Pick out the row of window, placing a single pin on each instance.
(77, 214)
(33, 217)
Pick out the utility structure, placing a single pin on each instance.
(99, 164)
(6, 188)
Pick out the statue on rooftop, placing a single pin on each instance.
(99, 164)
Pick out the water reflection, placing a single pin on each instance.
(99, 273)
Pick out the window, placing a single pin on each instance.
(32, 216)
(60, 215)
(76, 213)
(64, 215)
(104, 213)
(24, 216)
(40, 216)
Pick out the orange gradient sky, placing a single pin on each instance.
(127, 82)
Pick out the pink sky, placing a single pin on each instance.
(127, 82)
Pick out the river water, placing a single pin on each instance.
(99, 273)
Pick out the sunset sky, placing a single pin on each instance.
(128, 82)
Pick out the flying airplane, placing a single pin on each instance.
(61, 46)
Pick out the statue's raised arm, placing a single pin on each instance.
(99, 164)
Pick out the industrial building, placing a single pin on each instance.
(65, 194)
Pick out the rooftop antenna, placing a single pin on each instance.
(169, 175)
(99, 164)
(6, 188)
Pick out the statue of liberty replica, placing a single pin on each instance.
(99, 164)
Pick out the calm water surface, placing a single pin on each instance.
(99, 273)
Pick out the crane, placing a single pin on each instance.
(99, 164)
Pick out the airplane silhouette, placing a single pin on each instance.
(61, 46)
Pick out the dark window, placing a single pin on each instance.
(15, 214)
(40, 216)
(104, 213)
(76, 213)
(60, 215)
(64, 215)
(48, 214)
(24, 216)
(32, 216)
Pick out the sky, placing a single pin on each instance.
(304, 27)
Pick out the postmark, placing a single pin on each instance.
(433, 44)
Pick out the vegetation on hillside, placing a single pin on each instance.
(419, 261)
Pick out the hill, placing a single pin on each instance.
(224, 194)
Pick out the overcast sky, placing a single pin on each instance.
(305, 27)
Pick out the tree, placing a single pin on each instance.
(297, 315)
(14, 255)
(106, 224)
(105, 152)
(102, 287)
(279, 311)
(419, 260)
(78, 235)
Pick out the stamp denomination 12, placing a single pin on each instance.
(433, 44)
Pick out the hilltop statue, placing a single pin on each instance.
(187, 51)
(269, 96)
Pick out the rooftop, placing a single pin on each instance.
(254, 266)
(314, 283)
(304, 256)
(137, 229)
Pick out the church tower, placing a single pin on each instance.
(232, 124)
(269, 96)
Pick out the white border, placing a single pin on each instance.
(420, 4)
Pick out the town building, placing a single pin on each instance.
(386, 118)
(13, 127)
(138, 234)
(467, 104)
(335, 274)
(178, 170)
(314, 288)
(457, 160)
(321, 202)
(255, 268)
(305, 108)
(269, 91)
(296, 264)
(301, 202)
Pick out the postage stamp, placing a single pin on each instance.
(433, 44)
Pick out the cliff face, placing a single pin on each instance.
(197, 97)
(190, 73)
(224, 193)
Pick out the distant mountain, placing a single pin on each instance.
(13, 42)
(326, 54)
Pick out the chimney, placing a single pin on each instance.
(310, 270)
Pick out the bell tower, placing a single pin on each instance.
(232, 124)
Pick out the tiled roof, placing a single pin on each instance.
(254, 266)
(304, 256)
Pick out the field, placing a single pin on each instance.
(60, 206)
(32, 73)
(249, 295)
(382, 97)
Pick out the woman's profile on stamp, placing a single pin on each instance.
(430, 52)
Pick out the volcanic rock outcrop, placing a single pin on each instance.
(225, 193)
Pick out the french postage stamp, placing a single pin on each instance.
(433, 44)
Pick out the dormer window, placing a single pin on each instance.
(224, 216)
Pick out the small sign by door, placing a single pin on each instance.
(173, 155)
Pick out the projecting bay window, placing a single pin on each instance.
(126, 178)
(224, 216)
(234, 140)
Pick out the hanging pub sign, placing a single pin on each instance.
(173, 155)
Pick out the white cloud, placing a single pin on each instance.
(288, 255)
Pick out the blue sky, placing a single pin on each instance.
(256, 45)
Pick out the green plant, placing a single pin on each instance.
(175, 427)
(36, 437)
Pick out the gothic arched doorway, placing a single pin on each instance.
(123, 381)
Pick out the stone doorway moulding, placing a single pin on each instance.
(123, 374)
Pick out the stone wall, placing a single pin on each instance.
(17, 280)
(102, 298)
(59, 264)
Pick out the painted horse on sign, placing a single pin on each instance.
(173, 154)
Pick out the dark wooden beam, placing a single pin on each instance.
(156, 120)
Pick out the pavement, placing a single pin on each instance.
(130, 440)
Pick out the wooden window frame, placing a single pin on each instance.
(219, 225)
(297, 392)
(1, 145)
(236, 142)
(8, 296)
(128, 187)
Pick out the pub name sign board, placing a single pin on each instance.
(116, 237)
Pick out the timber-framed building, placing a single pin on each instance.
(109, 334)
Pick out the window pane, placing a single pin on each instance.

- **What is expected**
Return the whole listing exactly, with every line included.

- **Answer to this problem**
Pick out the row of window, placing a single pin on each instance.
(77, 214)
(33, 217)
Pick out the utility structure, placing a single pin on each instance.
(99, 164)
(6, 188)
Pick out the statue on rooftop, placing a single pin on each instance.
(99, 164)
Pick out the water reflection, placing a single pin on each instance.
(99, 273)
Pick out the window, placing a single pin on each instance.
(32, 216)
(60, 215)
(76, 213)
(64, 215)
(104, 213)
(24, 216)
(40, 216)
Pick out the orange gradient sky, placing a single pin on each instance.
(127, 82)
Pick out the pink sky, placing a single pin on each instance.
(127, 82)
Pick out the river water, placing a single pin on each instance.
(99, 273)
Pick out the sunset sky, placing a single pin on each instance.
(128, 82)
Pick out the flying airplane, placing a single pin on each instance.
(61, 46)
Pick out the statue's raised arm, placing a single pin on each instance.
(99, 164)
Pick out the industrial building, placing a single pin on each instance.
(65, 194)
Pick out the rooftop antenna, placing a single pin on each instance.
(169, 175)
(99, 164)
(6, 188)
Pick out the statue of liberty replica, placing a single pin on each instance.
(99, 164)
Pick out the calm water surface, placing a single pin on each instance.
(99, 273)
Pick out the crane, placing a single pin on each instance.
(99, 164)
Pick out the airplane silhouette, placing a single pin on each instance.
(61, 46)
Pick out the dark window, placing a single pin on each instance.
(15, 214)
(40, 216)
(104, 213)
(76, 213)
(60, 215)
(64, 215)
(48, 214)
(24, 216)
(32, 216)
Pick out the sky, placing a single pin on each instance.
(304, 27)
Pick out the postmark, placing a single pin on each instance.
(433, 44)
Pick out the vegetation on hillside, placing a single pin on each instance.
(419, 261)
Pick out the hill, placing a single pin on each instance.
(224, 194)
Pick out the overcast sky, placing a single pin on each instance.
(305, 27)
Pick out the tree, placing a single pin on each instance.
(297, 315)
(14, 255)
(106, 224)
(105, 152)
(102, 287)
(279, 311)
(419, 260)
(78, 235)
Pick out the stamp denomination 12, placing a single pin on each instance.
(433, 44)
Pick out the hilltop statue, placing a single pin on each instance.
(187, 51)
(269, 96)
Pick out the rooftop, placing a single pin on each instance.
(254, 266)
(314, 283)
(304, 256)
(137, 229)
Pick out the church tower, placing a single pin on each instance.
(232, 124)
(269, 96)
Pick out the white border, placing a single pin on each instance.
(420, 4)
Pick out the town building, placing a single pin on each instance.
(386, 118)
(13, 127)
(138, 234)
(467, 104)
(335, 274)
(178, 170)
(314, 288)
(457, 160)
(321, 202)
(255, 268)
(305, 108)
(269, 91)
(296, 264)
(301, 202)
Pick out the postage stamp, placing a single pin on each instance.
(433, 44)
Pick out the cliff face, placing a single pin on each instance.
(197, 97)
(190, 73)
(224, 193)
Pick out the distant mountain, placing a single pin on each instance.
(13, 42)
(326, 54)
Pick out the chimney, placing a single pin on each instance.
(310, 270)
Pick out the bell tower, placing a single pin on each instance.
(232, 124)
Pick out the tiled roof, placing a single pin on each instance.
(254, 266)
(304, 256)
Pick out the field, placing a single pin on each instance.
(60, 206)
(32, 73)
(249, 295)
(382, 97)
Pick out the woman's profile on stamp, placing a single pin on each instance.
(430, 52)
Pick out the volcanic rock outcrop, placing a single pin on each instance.
(225, 193)
Pick out the french postage stamp, placing a single pin on each instance.
(433, 44)
Pick out the dormer window, placing a single pin on each instance.
(224, 216)
Pick out the small sign by door, placing a single pin on each instance.
(173, 155)
Pick out the projecting bay window, placing a single pin on each instance.
(126, 178)
(224, 216)
(234, 140)
Pick out the hanging pub sign, placing a single pin on each instance.
(173, 155)
Pick out the white cloud, placing a single pin on each instance.
(288, 255)
Pick out the blue sky, placing a single pin on each instance.
(256, 45)
Pick out the green plant, placing a single pin on each instance.
(175, 427)
(36, 437)
Pick out the gothic arched doorway, placing a single pin on each instance.
(123, 381)
Pick out the stone doorway moulding, placing a single pin on each instance.
(123, 374)
Pick out the stone wall, placing a single pin on each instance.
(17, 280)
(102, 298)
(59, 264)
Pick out the painted horse on sign, placing a single pin on each instance.
(173, 154)
Pick out the dark wooden beam, placing a single pin on each instance.
(156, 120)
Pick out the pavement, placing a single pin on each instance.
(130, 440)
Pick out the wooden window frame, placing a single pin on each instance.
(219, 225)
(297, 392)
(1, 145)
(236, 142)
(8, 296)
(128, 187)
Pick out the pub name sign board, placing a single pin on each instance.
(116, 237)
Pick out the timber-framed building, placing a single pin on each instance.
(109, 334)
Pick out the window pane, placing a single pin on each instance.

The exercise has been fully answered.